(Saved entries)
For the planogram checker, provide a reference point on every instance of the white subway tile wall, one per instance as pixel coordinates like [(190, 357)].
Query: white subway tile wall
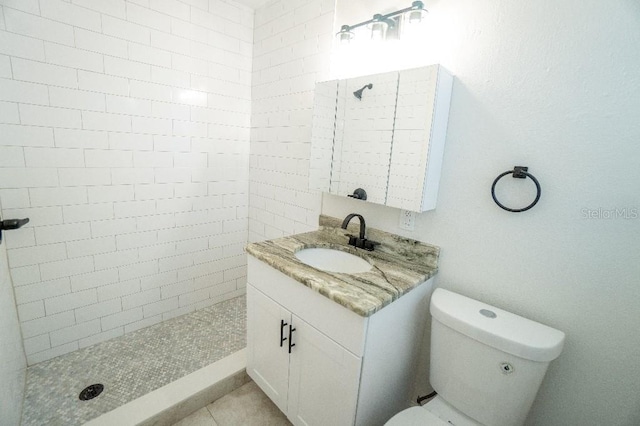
[(124, 136), (292, 44)]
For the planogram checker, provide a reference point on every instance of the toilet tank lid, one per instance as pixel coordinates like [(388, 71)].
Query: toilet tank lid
[(497, 328)]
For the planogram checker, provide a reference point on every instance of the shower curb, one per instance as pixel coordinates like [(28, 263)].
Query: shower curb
[(171, 403)]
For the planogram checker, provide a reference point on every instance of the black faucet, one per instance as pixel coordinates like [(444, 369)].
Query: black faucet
[(360, 241)]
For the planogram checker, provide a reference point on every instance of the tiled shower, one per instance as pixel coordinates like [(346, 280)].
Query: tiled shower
[(125, 139)]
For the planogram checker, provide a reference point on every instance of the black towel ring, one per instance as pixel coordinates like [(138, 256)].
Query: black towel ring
[(518, 172)]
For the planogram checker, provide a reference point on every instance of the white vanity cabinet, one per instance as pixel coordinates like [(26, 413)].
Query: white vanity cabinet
[(341, 368)]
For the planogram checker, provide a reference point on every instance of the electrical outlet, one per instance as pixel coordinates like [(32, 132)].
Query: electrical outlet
[(407, 220)]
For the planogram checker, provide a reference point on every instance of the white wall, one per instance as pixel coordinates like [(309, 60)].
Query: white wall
[(124, 136), (554, 86), (292, 41), (13, 363)]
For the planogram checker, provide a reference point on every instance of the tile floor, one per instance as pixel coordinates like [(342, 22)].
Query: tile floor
[(246, 406), (132, 365)]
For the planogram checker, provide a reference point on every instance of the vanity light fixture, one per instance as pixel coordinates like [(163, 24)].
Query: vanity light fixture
[(382, 26)]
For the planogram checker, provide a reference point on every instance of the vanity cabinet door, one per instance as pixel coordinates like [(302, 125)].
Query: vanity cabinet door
[(267, 360), (323, 381)]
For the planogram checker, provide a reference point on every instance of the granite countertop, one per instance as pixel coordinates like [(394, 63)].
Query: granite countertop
[(399, 265)]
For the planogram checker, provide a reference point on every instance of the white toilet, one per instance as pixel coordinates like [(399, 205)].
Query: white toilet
[(486, 364)]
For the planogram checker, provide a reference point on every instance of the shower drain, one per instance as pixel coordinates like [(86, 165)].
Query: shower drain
[(91, 392)]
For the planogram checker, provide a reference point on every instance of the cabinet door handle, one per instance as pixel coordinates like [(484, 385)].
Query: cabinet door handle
[(291, 330), (282, 338)]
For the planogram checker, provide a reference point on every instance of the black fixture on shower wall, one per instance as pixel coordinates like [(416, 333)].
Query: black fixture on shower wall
[(385, 26), (9, 224), (518, 172), (358, 93)]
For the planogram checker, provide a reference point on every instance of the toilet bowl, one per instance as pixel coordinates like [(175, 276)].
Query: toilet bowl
[(435, 413), (486, 364)]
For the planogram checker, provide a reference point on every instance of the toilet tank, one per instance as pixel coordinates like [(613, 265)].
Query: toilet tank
[(486, 362)]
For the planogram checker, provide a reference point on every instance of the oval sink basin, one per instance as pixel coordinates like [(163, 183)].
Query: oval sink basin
[(333, 260)]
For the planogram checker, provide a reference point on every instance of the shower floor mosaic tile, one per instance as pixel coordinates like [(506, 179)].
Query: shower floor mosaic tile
[(132, 365)]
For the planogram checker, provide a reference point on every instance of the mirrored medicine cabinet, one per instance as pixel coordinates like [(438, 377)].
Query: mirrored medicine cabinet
[(383, 133)]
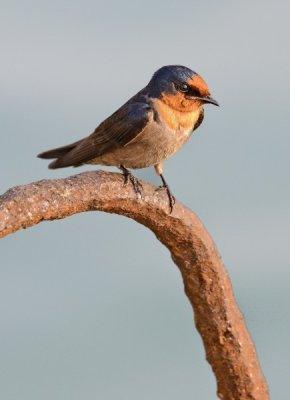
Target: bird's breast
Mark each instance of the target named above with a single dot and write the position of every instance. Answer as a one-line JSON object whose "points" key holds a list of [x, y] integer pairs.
{"points": [[160, 139]]}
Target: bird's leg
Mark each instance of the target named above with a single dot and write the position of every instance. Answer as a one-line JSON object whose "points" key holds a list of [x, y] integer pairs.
{"points": [[171, 198], [137, 186]]}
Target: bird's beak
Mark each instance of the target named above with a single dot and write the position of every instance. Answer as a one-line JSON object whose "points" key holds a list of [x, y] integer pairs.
{"points": [[208, 99]]}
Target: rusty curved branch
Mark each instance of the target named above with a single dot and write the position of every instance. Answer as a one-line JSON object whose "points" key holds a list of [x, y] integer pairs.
{"points": [[229, 348]]}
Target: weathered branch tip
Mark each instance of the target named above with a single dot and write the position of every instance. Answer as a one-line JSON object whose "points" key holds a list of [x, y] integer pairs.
{"points": [[229, 348]]}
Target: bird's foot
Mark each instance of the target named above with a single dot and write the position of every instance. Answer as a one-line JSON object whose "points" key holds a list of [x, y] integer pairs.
{"points": [[171, 198], [137, 186]]}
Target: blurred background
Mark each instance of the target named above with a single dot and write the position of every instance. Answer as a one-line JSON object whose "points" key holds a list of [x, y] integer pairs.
{"points": [[93, 306]]}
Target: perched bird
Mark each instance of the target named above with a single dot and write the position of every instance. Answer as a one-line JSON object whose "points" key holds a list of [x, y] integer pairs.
{"points": [[148, 129]]}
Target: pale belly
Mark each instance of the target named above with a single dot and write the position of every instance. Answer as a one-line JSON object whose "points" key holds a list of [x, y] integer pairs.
{"points": [[149, 148]]}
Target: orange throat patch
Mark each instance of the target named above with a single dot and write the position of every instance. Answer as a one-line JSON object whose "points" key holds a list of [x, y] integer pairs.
{"points": [[176, 119]]}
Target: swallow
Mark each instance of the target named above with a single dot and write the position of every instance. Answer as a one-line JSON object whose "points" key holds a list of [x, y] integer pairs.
{"points": [[148, 129]]}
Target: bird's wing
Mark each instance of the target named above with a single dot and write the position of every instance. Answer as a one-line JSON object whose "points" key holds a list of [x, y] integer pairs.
{"points": [[115, 131], [200, 119]]}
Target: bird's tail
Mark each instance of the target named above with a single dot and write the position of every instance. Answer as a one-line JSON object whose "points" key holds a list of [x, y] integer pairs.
{"points": [[58, 153]]}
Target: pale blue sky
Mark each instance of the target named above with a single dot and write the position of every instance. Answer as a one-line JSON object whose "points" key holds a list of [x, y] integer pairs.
{"points": [[92, 306]]}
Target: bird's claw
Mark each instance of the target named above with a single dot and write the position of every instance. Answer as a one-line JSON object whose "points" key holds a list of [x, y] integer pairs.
{"points": [[137, 185]]}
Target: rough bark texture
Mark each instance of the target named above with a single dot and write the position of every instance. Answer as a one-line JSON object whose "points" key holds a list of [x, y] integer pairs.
{"points": [[229, 348]]}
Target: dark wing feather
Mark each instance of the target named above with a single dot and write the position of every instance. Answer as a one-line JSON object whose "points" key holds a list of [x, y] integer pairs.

### Brief
Copy out every line of the data above, taking care to leave the pictures out.

### Exercise answer
For the planogram checker, provide a reference point on every instance of the white subway tile wall, one per instance as pixel coordinates like [(190, 357)].
Query: white subway tile wall
[(124, 136), (292, 44)]
For the planogram checker, provide a reference point on every instance of the toilet tank lid, one per instance as pixel coordinates like [(388, 71)].
Query: toilet tank lid
[(497, 328)]
For the planogram checker, provide a reference point on every instance of the shower curb, one per instance as pixel coordinates like [(28, 263)].
Query: shower curb
[(171, 403)]
For the planogram checker, provide a reference point on every instance of the black faucet, one per instance as pixel coordinates like [(444, 369)].
Query: black faucet
[(360, 241)]
For the planogram checker, provide a reference point on every instance of the tiled shower, one per instance as pixel coordinates like [(346, 280)].
Query: tiled shower
[(125, 139)]
For the planogram checker, provide a reference point on every instance of the black towel ring, one per instance as pixel coordinates like [(138, 256)].
Query: black towel ring
[(518, 172)]
For the planogram checker, provide a reference point on every instance of the white vanity cabinet, one per instance as pixel coordinates like [(26, 413)].
Query: white vanity cabinet
[(341, 368)]
For the planogram checker, provide a reference point on every instance of the electrical outlet, one per instance as pixel coordinates like [(32, 132)].
Query: electrical outlet
[(407, 220)]
For the planogram checker, provide a reference point on every instance of the white wall, one per instance as pixel coordinates like [(309, 60)].
Query: white wall
[(124, 136), (554, 86), (292, 41), (13, 363)]
For the planogram checker, provide a reference point on every instance of the tile floor, one per instance as pixel coordinates like [(342, 22)].
Query: tile floor
[(246, 406), (132, 365)]
For the planogram checker, provide a reference point on every instance of the vanity light fixture, one per instance as pixel coordinates like [(163, 24)].
Query: vanity light fixture
[(382, 26)]
For the planogram checker, provide a reference point on every instance of the vanity cabinet door, one per instance as pixel coordinates like [(302, 125)].
Query: vanity cabinet door
[(267, 360), (323, 381)]
For the planogram checker, provide a reference point on every instance of the granite countertop, one per instance as pixel coordinates like [(394, 63)].
Query: granite countertop
[(399, 265)]
For the planogram checker, provide a reference point on every instance of the white toilet, one per instance as pixel coordinates like [(399, 205)].
Query: white toilet
[(486, 364)]
For the planogram checker, provide a reference point on every instance of the shower drain, one per instance as pixel coordinates like [(86, 165)].
Query: shower drain
[(91, 392)]
For the planogram checker, provide a reference point on every instance of the cabinet door handle, one per instance as pixel coordinates like [(484, 385)].
Query: cabinet door handle
[(291, 330), (282, 338)]
For the planogram checker, provide a reference point on every instance of the black fixture on shower wall, one per instance as pixel coordinates like [(416, 333)].
Query: black fixture on shower wall
[(385, 26), (9, 224), (518, 172), (358, 93)]
For the planogram checker, provide a reference point on every instance of the toilet bowl, one per instance as pixel coordinates like [(175, 276)].
Query: toilet bowl
[(435, 413), (486, 364)]
For the planogram checker, provide a reference point on every instance of the toilet tank, one per instance as pixel coordinates like [(613, 265)].
Query: toilet tank
[(486, 362)]
For the planogram checker, provide a reference point on every instance of the oval sink basin, one per instance as pixel coordinates like [(163, 183)].
Query: oval sink basin
[(333, 260)]
For the planogram checker, provide a reference point on every instance of the shower floor mosaic tile, one per instance as pixel coordinates like [(506, 179)].
Query: shower floor mosaic tile
[(132, 365)]
For the planogram checker, provide a reference point on every instance of the mirrored medicine cabinet, one per instance as pixel coordinates like [(438, 377)].
Query: mirrored medicine cabinet
[(383, 133)]
Target: bird's breast
Mark each instance of the target named above with a single dot and write the position of every instance. Answer as a one-line JSON object whose "points" key holds a list of [x, y] integer pairs.
{"points": [[160, 139]]}
Target: bird's leg
Mark each instance of the target named above with a single dot and write the position of every instance. Answer as a one-line JSON object whose "points" key holds a list of [x, y] integer pairs.
{"points": [[171, 198], [137, 186]]}
Target: bird's beak
Mark each instance of the target named above with a single dot and write the position of every instance. Answer as a one-line JSON object whose "points" key holds a list of [x, y] integer pairs.
{"points": [[208, 99]]}
Target: rusty curved branch
Mark each instance of the target named above with a single dot and write the position of every instance. Answer as a one-line JSON object whose "points" key holds a list of [x, y] integer pairs.
{"points": [[229, 348]]}
Target: weathered branch tip
Mark each instance of the target named above with a single dot and write the position of every instance. Answer as a one-line JSON object whose "points" key holds a list of [x, y] integer pairs.
{"points": [[229, 348]]}
Target: bird's foot
Mark each instance of the target named above with a single dot and write the position of every instance. Answer as a one-line JSON object whose "points" key holds a list of [x, y] integer pairs.
{"points": [[171, 198], [137, 186]]}
Target: blurred background
Mark each instance of the target named above with a single dot and write the position of every instance. Answer as a one-line JSON object whose "points" key holds a list of [x, y] integer pairs.
{"points": [[93, 306]]}
Target: perched bird
Mark each instance of the target named above with a single dot and write the position of every instance. Answer as a one-line JSON object whose "points" key holds a list of [x, y] integer pairs.
{"points": [[148, 129]]}
Target: pale belly
Mark each instance of the target named above with a single dot and write the position of every instance. Answer as a one-line JSON object whose "points" key holds a list of [x, y] integer pairs.
{"points": [[149, 148]]}
Target: orange throat patch
Mark each instance of the target named above with a single dot and write the position of every instance. Answer as a one-line JSON object whose "points" key holds a list of [x, y] integer pairs.
{"points": [[176, 119]]}
Target: swallow
Mark each instance of the target named above with a single dot and write the position of every instance. Answer as a one-line JSON object whose "points" key holds a list of [x, y] integer pairs.
{"points": [[148, 129]]}
Target: bird's wing
Mark each instance of the target named above with a single dot and write the position of every instance. Answer as a one-line JSON object whose "points" key holds a list of [x, y] integer pairs.
{"points": [[115, 131], [200, 119]]}
Target: bird's tail
Mark each instance of the target named above with a single dot and write the position of every instance. Answer as a one-line JSON object whose "points" key holds a list of [x, y] integer pairs.
{"points": [[58, 153]]}
Target: pale blue sky
Mark each instance of the target named above with a single dot and write the position of every instance. Answer as a one-line JSON object whose "points" key holds a list of [x, y] integer pairs.
{"points": [[92, 306]]}
Target: bird's claw
Mark each instance of the target named above with a single dot and write the position of every instance. Answer as a one-line JSON object whose "points" key holds a list of [x, y] integer pairs.
{"points": [[137, 185]]}
Target: rough bark texture
Mark each instance of the target named above with a single dot and write the position of every instance. Answer as a one-line JSON object whose "points" key holds a list of [x, y] integer pairs.
{"points": [[229, 348]]}
Target: dark wing feather
Mark each instance of the target named above with a single dot and write the position of every instance. Answer as a one-line JSON object whose "points" key holds a list of [x, y] integer pairs.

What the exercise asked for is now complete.